## FRAGMENTO PARA LEER
# # # # #

La pesada puerta de hierro divide el mundo en Bermúdez 2651. Para atravesarla hace falta ser un proveedor de mercadería, o un familiar de un detenido, o llegar con la humildad y la alegría de quien está disponible para sostener la vida de aquellos que momentáneamente viven del lado de adentro. Estela, María y Magdalena, voluntarias del Hogar de Cristo, golpean esa puerta, y se abre un mundo escondido.

“Para muchos, estos chicos son la escoria; nosotros queremos que sientan que la sociedad no los ha olvidado”, afirma Estela Bereau de Maggi quien, junto a sus compañeras –y a menudo también con su marido–, cada viernes a las 10 de la mañana repite el rito de visitar a aquellos jóvenes de los centros barriales erigidos por el Hogar de Cristo en distintas villas de Buenos Aires.

“También hemos ido a otras cárceles, a Ezeiza, incluso a Neuquén, pero de modo habitual venimos a Devoto, donde hay varios chicos que se estaban recuperando del paco y que han vuelto a delinquir o lo hicieron por primera vez”, agrega Estela a la espera del “okay” para ingresar al penal. La intención de las voluntarias es oficiar de “puente” entre esos jóvenes que están recluidos en la Unidad Penitenciaria Federal de Devoto y sus familiares que residen en las villas. “Por ejemplo, cuando la hijita de uno de ellos tuvo su bautismo, fuimos nosotros y después le mostramos fotos y le contamos cómo había sido”.

Magdalena Alonso es la más joven del equipo. “Venimos a acompañar, sin pretender que el otro sea como uno pretendería que sea. Es duro, pero también es un gran aprendizaje. A mí me cambió la vida, me cambió la mirada completamente”, apunta.

María Molina de Saporiti suma su sonrisa y su voz: “La idea es hacerles saber que alguien se ocupa de ellos”.

Finalmente, la espera llega a su fin. Se pasa el detector de metales, se franquea otra puerta, que lleva a un patio interno, y luego otra, y otra, y con las “papeletas” en mano con los nombres de los jóvenes que –si los guardias lo permiten– dejarán su pabellón para el encuentro, por fin las voluntarias del Hogar comienzan a subir el camino del Calvario.

# # # # #

## DATOS PROPORCIONADOS
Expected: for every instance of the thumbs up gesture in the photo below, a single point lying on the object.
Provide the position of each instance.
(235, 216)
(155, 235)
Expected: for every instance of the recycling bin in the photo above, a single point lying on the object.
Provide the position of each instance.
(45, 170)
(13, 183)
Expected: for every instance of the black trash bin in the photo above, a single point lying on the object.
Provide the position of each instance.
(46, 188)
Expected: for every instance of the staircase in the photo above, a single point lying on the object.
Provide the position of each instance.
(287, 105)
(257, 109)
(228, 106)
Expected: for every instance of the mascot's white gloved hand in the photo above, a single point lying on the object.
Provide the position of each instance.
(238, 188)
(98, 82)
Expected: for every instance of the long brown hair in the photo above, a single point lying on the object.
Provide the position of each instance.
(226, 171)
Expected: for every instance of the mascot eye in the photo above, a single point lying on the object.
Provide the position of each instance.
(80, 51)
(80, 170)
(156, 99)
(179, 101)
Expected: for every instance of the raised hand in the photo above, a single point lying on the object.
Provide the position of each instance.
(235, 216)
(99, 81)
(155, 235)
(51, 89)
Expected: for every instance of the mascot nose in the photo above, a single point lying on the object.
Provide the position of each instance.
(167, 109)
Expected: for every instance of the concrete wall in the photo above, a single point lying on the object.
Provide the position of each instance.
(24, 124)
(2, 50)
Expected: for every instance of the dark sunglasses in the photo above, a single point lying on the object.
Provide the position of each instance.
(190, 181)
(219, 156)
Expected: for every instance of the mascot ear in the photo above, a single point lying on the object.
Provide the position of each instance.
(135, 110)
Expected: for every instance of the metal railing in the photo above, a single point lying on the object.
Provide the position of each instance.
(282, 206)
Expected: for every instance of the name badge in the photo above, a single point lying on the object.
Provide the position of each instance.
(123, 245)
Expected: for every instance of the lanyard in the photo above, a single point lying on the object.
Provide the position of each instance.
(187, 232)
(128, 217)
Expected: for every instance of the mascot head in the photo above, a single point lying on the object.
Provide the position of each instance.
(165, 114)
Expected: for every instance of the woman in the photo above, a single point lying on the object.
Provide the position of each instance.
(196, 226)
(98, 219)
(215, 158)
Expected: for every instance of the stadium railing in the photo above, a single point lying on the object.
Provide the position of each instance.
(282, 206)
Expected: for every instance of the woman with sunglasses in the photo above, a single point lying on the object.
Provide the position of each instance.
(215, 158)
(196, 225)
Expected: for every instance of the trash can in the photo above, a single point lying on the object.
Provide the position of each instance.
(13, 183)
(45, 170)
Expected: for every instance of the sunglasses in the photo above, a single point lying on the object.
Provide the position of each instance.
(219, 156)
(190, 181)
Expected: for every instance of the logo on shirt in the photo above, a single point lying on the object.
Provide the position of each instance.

# # # # #

## TAREAS A REALIZAR
**A.** Indica si cada afirmación concuerda con el texto sobre las voluntarias del Hogar de Cristo en Devoto. Responde sí o no y cita textualmente las palabras que lo deciden: (i) Las voluntarias hacen su visita cada viernes a las 10 de la mañana. (ii) Magdalena Alonso es la mayor del equipo. (iii) Las voluntarias solo han visitado la cárcel de Devoto.
**B.** Reproduce sin cambios el pasaje del texto sobre las voluntarias del Hogar de Cristo en Devoto que va desde "María Molina de" hasta "camino del Calvario.", incluido este último.
**C.** Escribe la continuación del texto sobre las voluntarias del Hogar de Cristo en la cárcel de Devoto a partir de su última oración.

## LISTA DE RESPUESTAS
**A.**
(i) Sí: «cada viernes a las 10 de la mañana repite el rito de visitar a aquellos jóvenes».
(ii) No: «Magdalena Alonso es la más joven del equipo».
(iii) No: «También hemos ido a otras cárceles, a Ezeiza, incluso a Neuquén».

**B.**
María Molina de Saporiti suma su sonrisa y su voz: “La idea es hacerles saber que alguien se ocupa de ellos”.

Finalmente, la espera llega a su fin. Se pasa el detector de metales, se franquea otra puerta, que lleva a un patio interno, y luego otra, y otra, y con las “papeletas” en mano con los nombres de los jóvenes que –si los guardias lo permiten– dejarán su pabellón para el encuentro, por fin las voluntarias del Hogar comienzan a subir el camino del Calvario.

**C.**
 

Vía Crucis en el penal

Después de varios recovecos, casi por sorpresa, se levanta una amplia capilla, a pocos metros del ingreso a los pabellones de máxima seguridad donde pasan sus días y sus noches unos 1.700 reclusos. El templo de paredes blancas, algo descascaradas, y de bancos de madera, espera por la celebración de alguna misa. Y también es el espacio donde se produce el encuentro de los internos con las voluntarias del Hogar. De a uno, ellos se van acercando. Cinco en total. Es Viernes Santo: difícil que exista en el calendario otra fecha tan simbólica como ésta puertas adentro de una cárcel.

El encuentro con los chicos –todos mayores de edad– pasará por dos fases claramente diferenciadas: primero habrá tiempo para saber cómo están, qué necesitan, cómo están incubando la vuelta a las calles, que en algunos casos se demorará un puñado de meses, en otros quién sabe. Y mientras tanto se comparten unas facturas, una rosca de pascua, unas bebidas gaseosas. A medida que los muchachos van apareciendo por la puerta, se percibe la alegría de unos y otros por el reencuentro. Las voluntarias los reciben con calidez y a ellos se les ilumina el rostro.

En la segunda etapa, habrá catequesis. Alguna canción, una oración compartida y también trabajo para hacer: que cada uno pegue sobre una cartulina una cruz con la imagen de Jesús, y escriba en ella qué le inspira esa imagen en su caso en concreto y a qué se compromete. Y entre todos se comparte. Está claro que cuando uno está preso, las astillas de la cruz no se imaginan, se sienten sobre la propia espalda.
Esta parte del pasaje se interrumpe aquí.